:: READING TEXT

This week’s matchup took on a little more intrigue when Bills receiver Kelvin Benjamin ripped Panthers quarterback Cam Newton as an inaccurate passer during a Q&A with The Athletic.
So while Beane planned to visit with Panthers coach Ron Rivera, GM Marty Hurney and other friends from Carolina on Wednesday night, it might be worth watching whether Newton and Benjamin interact Thursday at New Era Field.
Both Beane and McDermott declined to address the matter during phone interviews with the Observer this week. Although Beane said Benjamin, the Panthers’ first-round pick in 2014, “understands how we do things.”
A Carolina pipeline
Not many in the NFL understand how the Panthers operate better than McDermott and Beane, who became running buddies and confidantes during their six years together in Charlotte.
McDermott said it’s natural to lean on people and players you trust, which is why there seemed to be a Charlotte-to-Buffalo express shuttle running last year, when former Panthers Mike Tolbert, Joe Webb, Leonard Johnson and Philly Brown all signed with the Bills.
Beane and Hurney also executed a pair of trades, with the Panthers dealing wideout Kaelin Clay (whom they later reacquired) to Buffalo for cornerback Kevon Seymour and jettisoning Benjamin for a pair of Bills draft picks.
While Brown, Tolbert, Webb and Johnson are no longer in Buffalo, it doesn’t mean the pipeline has dried up. Clay is back in Buffalo, joined by ex-Panthers Dean Marlowe and Lotulelei, who signed a five-year, $50 million deal during free agency.

::::

- _GOAL A_
According to the football article, what contract did Lotulelei sign during free agency?
The rows that follow this article are unrelated to it.

:: DATASET EXTRACT

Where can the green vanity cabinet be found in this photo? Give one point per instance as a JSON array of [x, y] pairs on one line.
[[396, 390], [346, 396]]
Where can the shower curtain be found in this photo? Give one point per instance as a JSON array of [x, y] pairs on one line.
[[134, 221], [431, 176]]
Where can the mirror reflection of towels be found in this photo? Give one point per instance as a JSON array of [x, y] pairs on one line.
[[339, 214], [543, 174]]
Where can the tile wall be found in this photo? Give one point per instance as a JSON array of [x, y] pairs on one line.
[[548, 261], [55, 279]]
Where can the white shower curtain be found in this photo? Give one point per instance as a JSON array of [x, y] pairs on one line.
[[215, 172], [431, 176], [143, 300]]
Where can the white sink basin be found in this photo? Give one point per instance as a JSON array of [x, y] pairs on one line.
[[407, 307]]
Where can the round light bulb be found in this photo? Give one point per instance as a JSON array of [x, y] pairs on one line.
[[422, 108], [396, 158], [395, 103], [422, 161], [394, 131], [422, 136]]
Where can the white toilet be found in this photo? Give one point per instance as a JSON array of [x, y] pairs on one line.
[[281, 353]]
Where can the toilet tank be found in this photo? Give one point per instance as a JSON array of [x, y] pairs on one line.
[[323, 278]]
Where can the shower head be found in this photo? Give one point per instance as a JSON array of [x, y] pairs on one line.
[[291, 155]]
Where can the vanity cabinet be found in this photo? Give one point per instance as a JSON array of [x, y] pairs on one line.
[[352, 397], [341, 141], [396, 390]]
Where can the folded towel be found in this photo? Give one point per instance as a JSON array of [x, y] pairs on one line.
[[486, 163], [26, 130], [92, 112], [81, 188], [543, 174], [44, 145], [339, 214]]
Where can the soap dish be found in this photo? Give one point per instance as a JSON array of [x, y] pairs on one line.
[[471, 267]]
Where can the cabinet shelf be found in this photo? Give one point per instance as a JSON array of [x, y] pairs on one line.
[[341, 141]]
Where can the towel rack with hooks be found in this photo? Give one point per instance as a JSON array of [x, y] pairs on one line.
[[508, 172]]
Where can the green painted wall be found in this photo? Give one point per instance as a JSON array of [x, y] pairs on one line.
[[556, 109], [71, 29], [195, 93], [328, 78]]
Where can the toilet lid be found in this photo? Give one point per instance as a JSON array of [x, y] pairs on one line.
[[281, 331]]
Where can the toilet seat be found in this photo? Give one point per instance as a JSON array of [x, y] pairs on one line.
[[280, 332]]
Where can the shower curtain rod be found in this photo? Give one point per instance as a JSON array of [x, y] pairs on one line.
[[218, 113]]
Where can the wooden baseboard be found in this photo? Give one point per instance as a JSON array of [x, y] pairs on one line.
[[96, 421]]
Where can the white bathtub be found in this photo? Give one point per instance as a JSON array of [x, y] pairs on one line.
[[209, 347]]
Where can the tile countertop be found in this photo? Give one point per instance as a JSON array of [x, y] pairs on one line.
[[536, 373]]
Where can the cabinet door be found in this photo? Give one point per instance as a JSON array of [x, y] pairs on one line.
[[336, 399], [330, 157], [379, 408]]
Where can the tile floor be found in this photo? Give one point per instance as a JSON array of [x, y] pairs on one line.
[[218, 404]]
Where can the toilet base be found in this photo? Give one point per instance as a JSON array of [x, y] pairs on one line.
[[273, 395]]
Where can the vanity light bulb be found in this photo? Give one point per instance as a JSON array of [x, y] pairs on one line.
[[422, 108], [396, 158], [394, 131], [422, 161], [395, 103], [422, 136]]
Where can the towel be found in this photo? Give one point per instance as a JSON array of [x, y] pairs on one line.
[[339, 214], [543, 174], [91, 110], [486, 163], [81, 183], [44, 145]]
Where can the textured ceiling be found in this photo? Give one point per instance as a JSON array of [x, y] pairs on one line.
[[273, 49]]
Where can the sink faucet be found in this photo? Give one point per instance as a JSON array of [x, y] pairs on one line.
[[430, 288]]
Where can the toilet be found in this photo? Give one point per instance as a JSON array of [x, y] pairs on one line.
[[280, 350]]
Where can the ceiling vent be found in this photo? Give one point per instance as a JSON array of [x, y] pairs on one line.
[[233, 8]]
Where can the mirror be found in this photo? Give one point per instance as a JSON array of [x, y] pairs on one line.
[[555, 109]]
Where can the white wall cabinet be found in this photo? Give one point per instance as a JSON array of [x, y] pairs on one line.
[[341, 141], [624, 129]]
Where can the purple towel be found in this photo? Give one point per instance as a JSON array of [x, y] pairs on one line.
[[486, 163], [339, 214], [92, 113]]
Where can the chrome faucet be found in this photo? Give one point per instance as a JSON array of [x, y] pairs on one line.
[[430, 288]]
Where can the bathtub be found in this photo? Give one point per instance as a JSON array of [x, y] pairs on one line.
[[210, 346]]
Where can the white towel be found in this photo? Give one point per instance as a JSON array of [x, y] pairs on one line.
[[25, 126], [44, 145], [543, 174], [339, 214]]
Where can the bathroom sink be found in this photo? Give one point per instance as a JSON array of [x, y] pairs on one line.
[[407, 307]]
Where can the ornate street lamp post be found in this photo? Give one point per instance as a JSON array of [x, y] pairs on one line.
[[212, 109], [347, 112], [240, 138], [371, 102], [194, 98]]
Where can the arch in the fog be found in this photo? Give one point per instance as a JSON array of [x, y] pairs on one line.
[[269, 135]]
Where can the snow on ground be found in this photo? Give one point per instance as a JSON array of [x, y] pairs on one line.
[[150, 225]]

::::

- _GOAL B_
Count the lines in the rows that contain the string "toilet", and give only the number.

- _EXERCISE OUTPUT A_
A five-year, $50 million deal.

- _EXERCISE OUTPUT B_
6